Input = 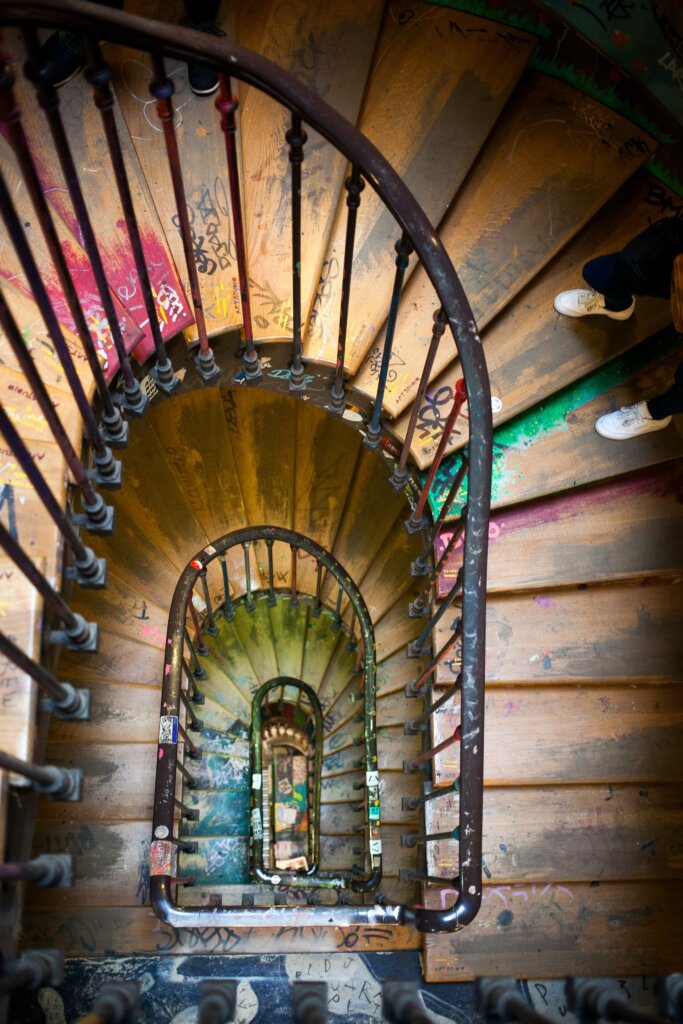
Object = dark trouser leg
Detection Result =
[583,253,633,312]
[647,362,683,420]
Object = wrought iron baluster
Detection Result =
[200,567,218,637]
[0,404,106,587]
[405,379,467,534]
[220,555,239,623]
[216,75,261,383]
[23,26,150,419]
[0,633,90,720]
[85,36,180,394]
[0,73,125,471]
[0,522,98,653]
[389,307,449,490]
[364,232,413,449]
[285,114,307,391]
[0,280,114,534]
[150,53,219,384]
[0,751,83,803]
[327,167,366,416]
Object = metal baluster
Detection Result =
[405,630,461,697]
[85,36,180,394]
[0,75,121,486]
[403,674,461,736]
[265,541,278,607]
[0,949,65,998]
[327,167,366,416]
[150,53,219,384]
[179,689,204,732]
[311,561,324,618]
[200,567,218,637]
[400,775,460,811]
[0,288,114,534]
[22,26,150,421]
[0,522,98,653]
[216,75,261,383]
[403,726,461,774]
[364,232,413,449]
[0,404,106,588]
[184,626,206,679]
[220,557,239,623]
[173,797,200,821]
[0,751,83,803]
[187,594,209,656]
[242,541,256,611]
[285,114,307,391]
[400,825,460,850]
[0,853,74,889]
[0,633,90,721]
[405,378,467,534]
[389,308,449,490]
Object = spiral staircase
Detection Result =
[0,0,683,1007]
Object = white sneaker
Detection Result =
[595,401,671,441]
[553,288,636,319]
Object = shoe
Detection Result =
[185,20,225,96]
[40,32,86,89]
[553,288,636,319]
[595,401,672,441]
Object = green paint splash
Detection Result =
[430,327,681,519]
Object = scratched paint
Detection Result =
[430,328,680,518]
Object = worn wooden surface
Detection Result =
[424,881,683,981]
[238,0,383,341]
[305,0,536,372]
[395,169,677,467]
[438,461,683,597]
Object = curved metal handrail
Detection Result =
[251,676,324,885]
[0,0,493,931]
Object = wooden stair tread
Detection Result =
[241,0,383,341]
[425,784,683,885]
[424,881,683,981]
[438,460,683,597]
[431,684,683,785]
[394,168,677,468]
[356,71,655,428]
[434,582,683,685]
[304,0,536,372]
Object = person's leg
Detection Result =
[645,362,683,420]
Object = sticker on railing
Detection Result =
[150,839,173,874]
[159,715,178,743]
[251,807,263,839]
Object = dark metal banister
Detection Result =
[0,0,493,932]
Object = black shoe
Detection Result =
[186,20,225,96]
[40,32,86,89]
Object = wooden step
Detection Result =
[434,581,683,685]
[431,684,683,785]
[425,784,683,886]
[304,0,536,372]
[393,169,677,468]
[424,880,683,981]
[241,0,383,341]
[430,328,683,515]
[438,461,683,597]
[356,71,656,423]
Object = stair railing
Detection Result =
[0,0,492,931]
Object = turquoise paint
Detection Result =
+-------+
• AIM:
Quote word for word every line above, from the one containing "Object = person's leg" down to the last line.

• SOLVED EXERCISE:
Object = person's leg
Detection Result =
[645,362,683,420]
Object = sticker on railing
Detection Result =
[150,839,173,874]
[159,715,178,743]
[251,807,263,839]
Object = dark metal banister
Detection Result =
[0,0,493,932]
Object = black shoe
Detection Result =
[186,20,225,96]
[40,32,86,89]
Object = wooden step
Detection Result =
[434,581,683,685]
[431,684,683,785]
[425,784,683,886]
[304,0,536,372]
[393,169,677,468]
[424,880,683,981]
[241,0,383,341]
[430,328,683,515]
[438,461,683,597]
[356,71,656,423]
Object = stair railing
Detection Result =
[0,0,492,931]
Object = turquoise paint
Detection Result =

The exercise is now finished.